▸ **Given text**
⟨
This is not the law in this state.

There is another distinction in that case. There the husband did not waive the defense of coverture. In this case the husband unsuccessfully sought to intervene *177 as a party defendant and to file an answer admitting the allegations of appellant's complaint.

Among the cases relied upon by appellees is Koogler et al. v. Koogler (1933), 127 Ohio St. 57, 186 N.E. 725, where the plaintiff was a member of the Lodge he sued for a tort. The same is also true in the cases of De Villars et al. v. Hessler et al. (1950), 363 Pa. 498, 14 A.L.R. 2d 470, and Hromek v. Gemeinde et al. (1941), 238 Wis. 204, 298 N.W. 587. That fact clearly distinguishes those cases from the facts herein.

We have carefully examined the cases of Caplan v. Caplan (1935), 268 N.Y. 445, 101 A.L.R. 1223 (by a divided court), and David v. David et al. (1932), 161 Md. 532, 81 A.L.R. 1100. While there is language used in these cases which tends to support appellees' contention, they are based on a different factual situation and for the reasons hereinafter stated we do not accept them as a guide in the determination of this case.
⟩
Data pulled from a collection:
⟨
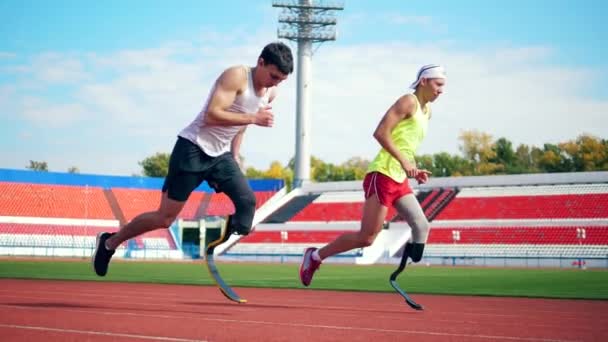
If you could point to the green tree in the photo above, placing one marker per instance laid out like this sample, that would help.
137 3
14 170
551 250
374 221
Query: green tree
38 166
156 165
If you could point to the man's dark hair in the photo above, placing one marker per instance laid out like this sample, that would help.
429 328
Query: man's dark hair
278 54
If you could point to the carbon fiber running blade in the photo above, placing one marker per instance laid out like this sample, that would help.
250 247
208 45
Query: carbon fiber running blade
224 288
407 298
215 274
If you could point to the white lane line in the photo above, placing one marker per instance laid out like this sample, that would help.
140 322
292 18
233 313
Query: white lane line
98 333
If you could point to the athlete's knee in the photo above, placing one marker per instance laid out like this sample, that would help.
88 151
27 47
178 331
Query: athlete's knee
420 230
245 202
414 250
165 220
365 240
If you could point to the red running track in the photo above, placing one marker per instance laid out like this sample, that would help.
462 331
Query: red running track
43 310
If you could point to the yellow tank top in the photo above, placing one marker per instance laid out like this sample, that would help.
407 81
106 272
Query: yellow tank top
407 136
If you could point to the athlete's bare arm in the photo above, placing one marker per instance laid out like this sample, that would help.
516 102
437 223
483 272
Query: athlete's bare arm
231 83
402 109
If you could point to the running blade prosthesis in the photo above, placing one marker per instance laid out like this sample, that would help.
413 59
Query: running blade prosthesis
393 281
224 288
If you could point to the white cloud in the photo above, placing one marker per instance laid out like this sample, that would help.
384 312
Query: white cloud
133 103
7 55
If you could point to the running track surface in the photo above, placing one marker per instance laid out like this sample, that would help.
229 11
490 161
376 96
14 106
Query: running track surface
41 310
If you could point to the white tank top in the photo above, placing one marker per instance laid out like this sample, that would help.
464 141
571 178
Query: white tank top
216 140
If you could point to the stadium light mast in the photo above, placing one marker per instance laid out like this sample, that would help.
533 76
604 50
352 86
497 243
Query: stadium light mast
305 22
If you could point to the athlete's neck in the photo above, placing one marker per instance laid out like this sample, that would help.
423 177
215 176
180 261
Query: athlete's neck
256 84
421 99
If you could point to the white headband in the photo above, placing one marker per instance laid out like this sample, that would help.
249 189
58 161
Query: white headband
429 71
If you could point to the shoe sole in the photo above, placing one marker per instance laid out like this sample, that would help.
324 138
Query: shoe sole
302 267
95 252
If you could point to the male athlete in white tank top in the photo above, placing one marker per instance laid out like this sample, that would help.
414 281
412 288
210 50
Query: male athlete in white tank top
207 149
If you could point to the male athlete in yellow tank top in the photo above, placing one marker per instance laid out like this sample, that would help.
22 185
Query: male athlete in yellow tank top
400 132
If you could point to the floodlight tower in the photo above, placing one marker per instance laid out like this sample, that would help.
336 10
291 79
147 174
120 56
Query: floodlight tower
305 22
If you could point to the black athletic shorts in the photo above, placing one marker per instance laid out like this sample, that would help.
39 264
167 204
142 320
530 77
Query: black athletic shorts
189 166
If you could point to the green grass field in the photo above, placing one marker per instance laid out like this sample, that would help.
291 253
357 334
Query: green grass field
546 283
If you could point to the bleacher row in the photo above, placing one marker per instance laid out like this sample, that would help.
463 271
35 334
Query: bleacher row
50 215
542 220
497 221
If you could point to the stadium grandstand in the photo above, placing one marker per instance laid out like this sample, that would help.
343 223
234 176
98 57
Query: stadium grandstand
556 220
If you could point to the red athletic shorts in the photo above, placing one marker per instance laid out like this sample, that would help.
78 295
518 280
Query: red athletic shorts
385 187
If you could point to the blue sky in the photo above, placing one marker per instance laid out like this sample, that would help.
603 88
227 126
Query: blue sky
102 85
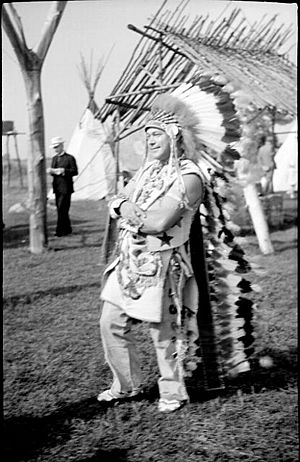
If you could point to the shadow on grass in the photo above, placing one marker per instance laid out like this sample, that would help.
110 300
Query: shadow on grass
26 436
14 300
115 455
282 374
18 236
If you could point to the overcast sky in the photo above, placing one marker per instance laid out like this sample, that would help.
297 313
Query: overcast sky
93 28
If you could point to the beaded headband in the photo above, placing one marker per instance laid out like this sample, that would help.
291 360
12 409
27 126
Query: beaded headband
162 120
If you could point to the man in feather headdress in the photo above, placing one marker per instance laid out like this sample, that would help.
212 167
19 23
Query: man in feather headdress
152 278
159 272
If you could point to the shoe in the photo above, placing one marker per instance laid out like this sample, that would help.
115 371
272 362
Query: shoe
169 405
108 395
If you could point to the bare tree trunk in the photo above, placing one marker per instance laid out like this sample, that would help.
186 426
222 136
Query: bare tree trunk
258 219
19 161
31 61
37 184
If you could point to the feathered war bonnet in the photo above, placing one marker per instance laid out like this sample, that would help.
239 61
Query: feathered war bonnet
179 122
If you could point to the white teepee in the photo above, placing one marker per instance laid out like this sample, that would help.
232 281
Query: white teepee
95 161
285 176
89 145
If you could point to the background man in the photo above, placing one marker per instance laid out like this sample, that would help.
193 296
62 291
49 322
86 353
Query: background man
63 168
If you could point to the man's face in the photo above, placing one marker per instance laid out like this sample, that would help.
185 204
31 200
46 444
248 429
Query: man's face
58 148
158 143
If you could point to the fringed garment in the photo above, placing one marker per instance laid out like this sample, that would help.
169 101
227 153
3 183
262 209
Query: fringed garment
200 263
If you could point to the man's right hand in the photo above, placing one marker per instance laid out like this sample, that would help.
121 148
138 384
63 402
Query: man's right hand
132 213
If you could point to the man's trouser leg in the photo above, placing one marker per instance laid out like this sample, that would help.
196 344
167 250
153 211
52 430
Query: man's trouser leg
164 335
119 348
63 202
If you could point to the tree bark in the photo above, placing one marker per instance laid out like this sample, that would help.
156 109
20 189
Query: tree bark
258 219
31 61
36 162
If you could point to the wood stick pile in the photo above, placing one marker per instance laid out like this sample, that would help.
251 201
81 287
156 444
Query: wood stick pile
174 48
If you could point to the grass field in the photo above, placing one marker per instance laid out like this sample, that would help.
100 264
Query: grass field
54 365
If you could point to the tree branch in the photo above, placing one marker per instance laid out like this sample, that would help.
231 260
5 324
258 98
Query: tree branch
18 22
16 41
49 29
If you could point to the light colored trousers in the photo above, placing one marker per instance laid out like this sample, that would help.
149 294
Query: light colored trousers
121 354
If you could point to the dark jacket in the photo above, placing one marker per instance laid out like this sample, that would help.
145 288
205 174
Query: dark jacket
64 183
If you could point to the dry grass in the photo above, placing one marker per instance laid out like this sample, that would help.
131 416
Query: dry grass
54 364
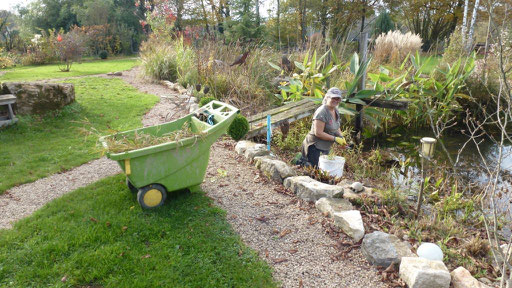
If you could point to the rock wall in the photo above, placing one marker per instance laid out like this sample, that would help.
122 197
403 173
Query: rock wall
39 98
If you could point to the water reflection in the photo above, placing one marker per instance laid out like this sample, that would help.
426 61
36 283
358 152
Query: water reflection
472 163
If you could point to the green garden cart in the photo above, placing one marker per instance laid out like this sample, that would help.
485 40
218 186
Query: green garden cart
155 170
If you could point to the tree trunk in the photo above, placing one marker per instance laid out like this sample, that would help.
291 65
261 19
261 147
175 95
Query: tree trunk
179 15
323 17
303 22
278 23
464 23
363 16
205 17
257 13
472 27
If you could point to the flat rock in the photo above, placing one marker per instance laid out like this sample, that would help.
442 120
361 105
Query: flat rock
348 193
423 273
461 278
351 223
309 189
256 150
276 169
193 107
382 249
333 205
39 98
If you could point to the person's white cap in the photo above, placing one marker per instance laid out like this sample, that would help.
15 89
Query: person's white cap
334 92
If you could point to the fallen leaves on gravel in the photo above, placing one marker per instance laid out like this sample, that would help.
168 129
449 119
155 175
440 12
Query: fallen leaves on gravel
280 260
285 232
262 218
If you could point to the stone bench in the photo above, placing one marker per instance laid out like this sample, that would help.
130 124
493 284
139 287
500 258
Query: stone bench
8 100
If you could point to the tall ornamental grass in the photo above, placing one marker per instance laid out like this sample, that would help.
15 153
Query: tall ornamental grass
393 47
171 61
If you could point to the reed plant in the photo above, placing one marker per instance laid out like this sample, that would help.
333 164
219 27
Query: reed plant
169 60
393 47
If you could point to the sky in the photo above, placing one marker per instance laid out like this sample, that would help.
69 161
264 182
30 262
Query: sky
9 4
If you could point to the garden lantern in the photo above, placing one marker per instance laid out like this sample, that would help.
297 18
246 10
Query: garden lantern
426 152
427 147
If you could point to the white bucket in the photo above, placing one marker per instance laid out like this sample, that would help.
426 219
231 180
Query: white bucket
334 167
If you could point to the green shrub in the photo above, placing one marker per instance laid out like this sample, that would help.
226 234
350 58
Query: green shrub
455 49
206 100
7 59
103 54
296 134
238 128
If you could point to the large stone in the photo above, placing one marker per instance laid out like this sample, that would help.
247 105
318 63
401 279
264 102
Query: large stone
423 273
349 193
333 205
256 150
276 169
39 98
461 278
382 249
351 223
310 189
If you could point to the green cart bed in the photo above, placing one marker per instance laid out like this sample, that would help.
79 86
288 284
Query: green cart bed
155 170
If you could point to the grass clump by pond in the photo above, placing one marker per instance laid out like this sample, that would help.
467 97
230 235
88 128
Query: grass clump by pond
99 236
39 146
29 73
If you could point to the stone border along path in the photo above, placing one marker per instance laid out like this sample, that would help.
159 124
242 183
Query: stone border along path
304 247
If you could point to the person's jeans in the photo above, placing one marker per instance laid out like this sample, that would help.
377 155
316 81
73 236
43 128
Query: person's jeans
314 155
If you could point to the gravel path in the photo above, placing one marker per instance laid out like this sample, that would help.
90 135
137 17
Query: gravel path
288 233
21 201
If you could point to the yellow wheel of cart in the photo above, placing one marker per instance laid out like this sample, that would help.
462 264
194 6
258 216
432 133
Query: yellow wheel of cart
152 196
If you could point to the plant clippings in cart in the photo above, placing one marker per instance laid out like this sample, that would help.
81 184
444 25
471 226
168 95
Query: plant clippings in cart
121 143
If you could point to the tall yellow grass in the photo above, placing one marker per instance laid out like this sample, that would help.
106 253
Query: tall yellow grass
393 47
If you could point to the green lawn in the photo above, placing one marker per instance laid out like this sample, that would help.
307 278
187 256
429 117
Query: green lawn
98 236
29 73
40 146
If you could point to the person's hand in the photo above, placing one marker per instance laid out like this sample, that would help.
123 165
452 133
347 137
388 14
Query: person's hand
340 140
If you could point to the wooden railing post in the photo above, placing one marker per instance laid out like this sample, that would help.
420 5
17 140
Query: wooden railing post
363 49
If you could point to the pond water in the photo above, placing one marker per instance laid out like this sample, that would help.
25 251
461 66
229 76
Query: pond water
469 162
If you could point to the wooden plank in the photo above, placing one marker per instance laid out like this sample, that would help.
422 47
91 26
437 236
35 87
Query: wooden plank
260 127
286 114
277 110
388 104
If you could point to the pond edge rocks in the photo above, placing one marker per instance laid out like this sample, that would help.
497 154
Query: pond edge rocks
380 249
383 249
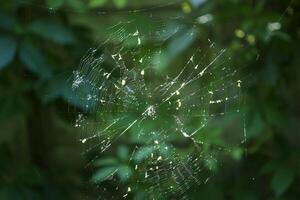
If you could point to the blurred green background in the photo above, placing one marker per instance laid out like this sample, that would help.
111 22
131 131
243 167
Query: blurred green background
42 42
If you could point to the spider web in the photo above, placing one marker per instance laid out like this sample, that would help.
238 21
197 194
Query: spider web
156 108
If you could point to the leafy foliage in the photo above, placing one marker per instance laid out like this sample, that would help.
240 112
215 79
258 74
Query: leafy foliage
40 157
⟩
▸ **Required tasks**
**a)** Please reproduce the court opinion excerpt from "Among the cases" to "the facts herein.", and swap "Lodge" for "Society".
**b)** Do these statements agree with the court opinion excerpt? Mark each yes or no, and quote the words from it that decide.
(i) In this case, the husband tried to intervene.
(ii) Koogler et al. v. Koogler was decided in 1941.
(iii) The court accepts Caplan v. Caplan as a guide in deciding this case.

▸ **Replies**
**a)**
Among the cases relied upon by appellees is Koogler et al. v. Koogler (1933), 127 Ohio St. 57, 186 N.E. 725, where the plaintiff was a member of the Society he sued for a tort. The same is also true in the cases of De Villars et al. v. Hessler et al. (1950), 363 Pa. 498, 14 A.L.R. 2d 470, and Hromek v. Gemeinde et al. (1941), 238 Wis. 204, 298 N.W. 587. That fact clearly distinguishes those cases from the facts herein.

**b)**
(i) Yes: "the husband unsuccessfully sought to intervene"
(ii) No: "Koogler et al. v. Koogler (1933)"
(iii) No: "we do not accept them as a guide in the determination of this case"